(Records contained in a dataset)
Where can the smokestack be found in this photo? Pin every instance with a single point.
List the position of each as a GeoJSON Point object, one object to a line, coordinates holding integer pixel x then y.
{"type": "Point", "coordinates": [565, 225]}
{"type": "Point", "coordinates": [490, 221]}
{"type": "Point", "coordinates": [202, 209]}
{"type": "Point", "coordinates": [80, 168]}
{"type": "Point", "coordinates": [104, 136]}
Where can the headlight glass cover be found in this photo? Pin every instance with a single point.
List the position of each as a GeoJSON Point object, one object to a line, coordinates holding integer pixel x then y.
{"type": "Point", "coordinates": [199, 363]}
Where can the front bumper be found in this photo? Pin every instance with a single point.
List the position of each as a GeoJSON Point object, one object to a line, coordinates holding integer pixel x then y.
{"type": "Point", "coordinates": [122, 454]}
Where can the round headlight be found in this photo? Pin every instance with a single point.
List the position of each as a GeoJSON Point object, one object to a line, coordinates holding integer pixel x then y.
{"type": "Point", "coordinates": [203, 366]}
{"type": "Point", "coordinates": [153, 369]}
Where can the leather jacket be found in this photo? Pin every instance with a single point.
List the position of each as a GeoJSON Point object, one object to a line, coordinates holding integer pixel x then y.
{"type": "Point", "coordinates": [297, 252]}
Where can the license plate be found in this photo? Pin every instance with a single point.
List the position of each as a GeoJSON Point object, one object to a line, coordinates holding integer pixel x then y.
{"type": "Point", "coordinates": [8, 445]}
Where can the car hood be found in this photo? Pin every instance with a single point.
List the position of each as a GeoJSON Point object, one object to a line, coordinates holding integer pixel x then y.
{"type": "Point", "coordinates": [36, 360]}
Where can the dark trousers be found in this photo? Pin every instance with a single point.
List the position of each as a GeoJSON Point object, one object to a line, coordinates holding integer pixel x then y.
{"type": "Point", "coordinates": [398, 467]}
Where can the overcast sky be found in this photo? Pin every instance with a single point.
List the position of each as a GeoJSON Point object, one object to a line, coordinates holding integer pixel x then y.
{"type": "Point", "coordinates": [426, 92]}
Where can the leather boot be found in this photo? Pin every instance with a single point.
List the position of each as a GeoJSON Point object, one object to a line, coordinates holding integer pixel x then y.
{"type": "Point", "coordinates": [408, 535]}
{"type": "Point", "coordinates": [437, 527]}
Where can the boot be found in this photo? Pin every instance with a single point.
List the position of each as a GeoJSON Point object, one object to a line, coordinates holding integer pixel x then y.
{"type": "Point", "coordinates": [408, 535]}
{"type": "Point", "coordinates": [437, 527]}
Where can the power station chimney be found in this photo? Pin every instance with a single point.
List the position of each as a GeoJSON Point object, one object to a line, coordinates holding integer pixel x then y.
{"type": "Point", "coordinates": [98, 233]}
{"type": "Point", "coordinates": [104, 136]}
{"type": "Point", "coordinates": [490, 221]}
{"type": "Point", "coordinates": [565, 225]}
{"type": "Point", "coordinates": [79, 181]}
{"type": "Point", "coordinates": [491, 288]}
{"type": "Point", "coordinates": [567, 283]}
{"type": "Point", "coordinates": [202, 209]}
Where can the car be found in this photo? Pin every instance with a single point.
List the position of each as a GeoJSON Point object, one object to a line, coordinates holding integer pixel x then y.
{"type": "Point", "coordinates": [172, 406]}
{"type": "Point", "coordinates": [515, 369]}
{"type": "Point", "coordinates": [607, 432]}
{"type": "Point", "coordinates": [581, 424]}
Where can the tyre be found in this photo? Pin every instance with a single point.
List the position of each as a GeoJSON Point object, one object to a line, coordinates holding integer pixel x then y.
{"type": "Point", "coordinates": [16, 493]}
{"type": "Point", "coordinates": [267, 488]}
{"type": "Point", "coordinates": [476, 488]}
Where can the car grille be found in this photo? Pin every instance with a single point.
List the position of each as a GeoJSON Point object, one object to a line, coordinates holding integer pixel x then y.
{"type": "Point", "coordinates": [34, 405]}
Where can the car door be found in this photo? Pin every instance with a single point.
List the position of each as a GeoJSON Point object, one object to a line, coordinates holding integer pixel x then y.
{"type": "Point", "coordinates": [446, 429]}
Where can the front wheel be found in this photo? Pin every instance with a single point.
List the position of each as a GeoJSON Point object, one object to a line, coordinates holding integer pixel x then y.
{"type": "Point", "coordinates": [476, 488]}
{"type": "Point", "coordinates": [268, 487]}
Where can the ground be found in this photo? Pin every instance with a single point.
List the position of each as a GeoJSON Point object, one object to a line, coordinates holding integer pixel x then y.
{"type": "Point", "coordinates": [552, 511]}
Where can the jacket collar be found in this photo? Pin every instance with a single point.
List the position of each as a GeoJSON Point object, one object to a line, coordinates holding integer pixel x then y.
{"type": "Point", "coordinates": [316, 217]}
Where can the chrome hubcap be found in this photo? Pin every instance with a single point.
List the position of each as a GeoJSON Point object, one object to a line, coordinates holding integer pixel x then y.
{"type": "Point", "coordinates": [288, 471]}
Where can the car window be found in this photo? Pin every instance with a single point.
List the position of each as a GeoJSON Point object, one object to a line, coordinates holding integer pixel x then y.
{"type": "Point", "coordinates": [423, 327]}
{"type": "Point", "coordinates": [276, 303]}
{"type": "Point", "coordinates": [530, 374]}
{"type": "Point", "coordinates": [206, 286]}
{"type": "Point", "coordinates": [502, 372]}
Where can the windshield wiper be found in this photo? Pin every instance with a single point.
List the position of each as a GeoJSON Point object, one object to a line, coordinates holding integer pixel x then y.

Problem description → Using the listing above, please repeat every entry exactly.

Full solution →
Where can the smokestack be found in this photo? Pin every instance with a single point.
List the position of each as a GeoJSON Point object, one object to a line, coordinates holding integer pixel x then y.
{"type": "Point", "coordinates": [565, 225]}
{"type": "Point", "coordinates": [490, 221]}
{"type": "Point", "coordinates": [202, 209]}
{"type": "Point", "coordinates": [80, 168]}
{"type": "Point", "coordinates": [104, 136]}
Where can the headlight glass cover be found in this photo? Pin every instance with a single point.
List the position of each as a GeoJSON Point object, one object to a line, coordinates holding integer pixel x then y.
{"type": "Point", "coordinates": [199, 363]}
Where can the front bumper be found in this photo? Pin every instance with a single point.
List the position of each as a GeoJSON Point object, one object to a line, coordinates holding integer pixel x then y.
{"type": "Point", "coordinates": [122, 454]}
Where can the round headlight be found in this photo? Pin every instance with a single point.
List the position of each as a GeoJSON Point object, one object to a line, coordinates holding integer pixel x then y.
{"type": "Point", "coordinates": [203, 366]}
{"type": "Point", "coordinates": [153, 369]}
Where can the leather jacket be found in this photo? Pin every instance with a single point.
List the position of each as a GeoJSON Point object, one object to a line, coordinates holding integer pixel x then y.
{"type": "Point", "coordinates": [297, 252]}
Where can the license plate be found in this photo? Pin every instance with a single point.
List the position of each as a GeoJSON Point object, one object to a line, coordinates holding integer pixel x then y.
{"type": "Point", "coordinates": [8, 445]}
Where can the car hood be found in this photo? Pin every instance with a single point.
List the position of each as a GeoJSON Point object, one object to a line, coordinates holding integer pixel x then y.
{"type": "Point", "coordinates": [36, 360]}
Where can the dark trousers be found in this photo? Pin every instance with a single point.
List the position of each as a GeoJSON Point object, one object to a line, coordinates holding integer pixel x then y.
{"type": "Point", "coordinates": [398, 467]}
Where can the overcast sky be found in this photo? Pin every instance with a single point.
List the position of each as a GeoJSON Point object, one object to a line, coordinates holding integer pixel x then y.
{"type": "Point", "coordinates": [426, 92]}
Where can the leather boot be found in this photo? Pin every instance with a single point.
List the position of each as a GeoJSON Point object, one object to a line, coordinates holding integer pixel x then y.
{"type": "Point", "coordinates": [408, 535]}
{"type": "Point", "coordinates": [437, 527]}
Where can the boot be found in this photo? Pin every instance with a single point.
List the position of each as a GeoJSON Point object, one object to a line, coordinates holding integer pixel x then y.
{"type": "Point", "coordinates": [408, 535]}
{"type": "Point", "coordinates": [437, 527]}
Where can the power station chimney be found in this photo? Pin every instance with a single point.
List the position of each as a GeoJSON Point object, one object to a line, coordinates holding integer pixel x then y.
{"type": "Point", "coordinates": [98, 233]}
{"type": "Point", "coordinates": [104, 136]}
{"type": "Point", "coordinates": [490, 221]}
{"type": "Point", "coordinates": [565, 225]}
{"type": "Point", "coordinates": [79, 181]}
{"type": "Point", "coordinates": [491, 288]}
{"type": "Point", "coordinates": [567, 283]}
{"type": "Point", "coordinates": [202, 209]}
Where can the car be found in this photo? Pin every instance with a single point.
List the position of each as a GeoJSON Point object, one object to a line, coordinates holding integer pixel x then y.
{"type": "Point", "coordinates": [172, 406]}
{"type": "Point", "coordinates": [515, 369]}
{"type": "Point", "coordinates": [607, 432]}
{"type": "Point", "coordinates": [581, 424]}
Where can the tyre be found in this photo? Pin every instance with a single point.
List the position of each as a GeoJSON Point object, one object to a line, coordinates holding integer pixel x then y.
{"type": "Point", "coordinates": [16, 493]}
{"type": "Point", "coordinates": [267, 488]}
{"type": "Point", "coordinates": [476, 488]}
Where can the car grille be found in this photo? Pin every instance with a single point.
List the position of each as a GeoJSON Point object, one object to a line, coordinates holding integer pixel x then y.
{"type": "Point", "coordinates": [34, 405]}
Where can the car door be found in this photo? Pin every instance with a single point.
List the position of each as a GeoJSON Point object, one object to a line, coordinates holding integer pixel x then y.
{"type": "Point", "coordinates": [446, 429]}
Where can the front wheel be found in this photo? Pin every instance with a single point.
List the position of each as a GeoJSON Point object, one object to a line, coordinates holding integer pixel x then y.
{"type": "Point", "coordinates": [476, 488]}
{"type": "Point", "coordinates": [268, 487]}
Where can the ground be found in this photo? Pin every instance with a single point.
List the position of each as a GeoJSON Point object, one object to a line, coordinates holding integer pixel x then y.
{"type": "Point", "coordinates": [552, 511]}
Where can the jacket collar be found in this photo? Pin every instance with a single point.
List the position of each as a GeoJSON Point object, one object to a line, coordinates holding integer pixel x then y.
{"type": "Point", "coordinates": [316, 217]}
Where can the chrome hubcap be found in this photo? Pin every instance with a single point.
List the position of each as a GeoJSON Point object, one object to a line, coordinates holding integer pixel x then y.
{"type": "Point", "coordinates": [288, 471]}
Where can the car window be found in this photo? Pin every instance with a single point.
List the position of each as a GeoJSON Point object, one object to a line, coordinates holding integer pixel x then y.
{"type": "Point", "coordinates": [423, 327]}
{"type": "Point", "coordinates": [276, 303]}
{"type": "Point", "coordinates": [530, 374]}
{"type": "Point", "coordinates": [206, 286]}
{"type": "Point", "coordinates": [502, 372]}
Where can the windshield wiper be found in this photo? Pin every instance with a single point.
List the position of each as a GeoJSON Point object, one object to a line, coordinates holding integer pixel x then y.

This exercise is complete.